→ **Written task**: Give the stretch of material from the start through the line containing "column 120, row 151" as a two-column CSV with the columns request and answer, one row per request. Put each request's text and its answer in a single quoted field, with line breaks replaced by spaces.

Object pointing dataset rows:
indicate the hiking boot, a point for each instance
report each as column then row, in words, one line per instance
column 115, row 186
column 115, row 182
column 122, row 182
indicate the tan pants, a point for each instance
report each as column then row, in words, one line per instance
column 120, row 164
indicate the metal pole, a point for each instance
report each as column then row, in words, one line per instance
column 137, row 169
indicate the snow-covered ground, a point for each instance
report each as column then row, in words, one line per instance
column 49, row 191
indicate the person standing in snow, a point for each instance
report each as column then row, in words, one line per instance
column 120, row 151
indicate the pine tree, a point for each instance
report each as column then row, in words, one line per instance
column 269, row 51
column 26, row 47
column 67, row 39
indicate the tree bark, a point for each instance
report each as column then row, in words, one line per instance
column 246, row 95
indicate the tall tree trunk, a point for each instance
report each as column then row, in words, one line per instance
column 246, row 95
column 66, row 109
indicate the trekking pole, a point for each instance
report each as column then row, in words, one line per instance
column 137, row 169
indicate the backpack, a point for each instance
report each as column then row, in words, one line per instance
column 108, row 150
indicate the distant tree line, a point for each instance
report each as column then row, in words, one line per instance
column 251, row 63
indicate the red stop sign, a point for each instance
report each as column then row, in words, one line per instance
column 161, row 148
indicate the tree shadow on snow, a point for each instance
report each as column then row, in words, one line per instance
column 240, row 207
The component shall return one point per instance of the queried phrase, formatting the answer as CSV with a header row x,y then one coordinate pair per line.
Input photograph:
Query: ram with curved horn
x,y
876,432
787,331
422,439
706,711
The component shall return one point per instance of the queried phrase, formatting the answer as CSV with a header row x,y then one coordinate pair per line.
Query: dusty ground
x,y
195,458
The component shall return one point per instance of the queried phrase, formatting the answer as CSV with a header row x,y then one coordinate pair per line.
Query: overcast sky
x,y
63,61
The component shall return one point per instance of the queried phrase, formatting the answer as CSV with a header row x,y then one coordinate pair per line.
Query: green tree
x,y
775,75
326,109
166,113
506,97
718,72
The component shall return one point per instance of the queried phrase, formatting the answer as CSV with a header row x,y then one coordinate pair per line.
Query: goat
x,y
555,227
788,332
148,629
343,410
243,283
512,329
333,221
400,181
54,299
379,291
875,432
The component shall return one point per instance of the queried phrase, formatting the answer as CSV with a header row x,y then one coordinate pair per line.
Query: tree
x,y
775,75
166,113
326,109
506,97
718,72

→ **Solution for this exercise**:
request,answer
"indicate the hiking boot, a point for each instance report each as column then row, in words, one line per instance","column 115, row 186 column 115, row 182 column 122, row 182"
"indicate the tan pants, a point for each instance report each as column then row, in words, one line per instance","column 120, row 164"
"indicate the metal pole, a point for each instance report each as column then row, in words, one line per instance","column 137, row 169"
"indicate the snow-covered ground, a point for each instance report each as column then row, in words, one line per instance","column 49, row 191"
"indicate the person standing in snow, a point for each instance report each as column then row, in words, one line per instance","column 120, row 151"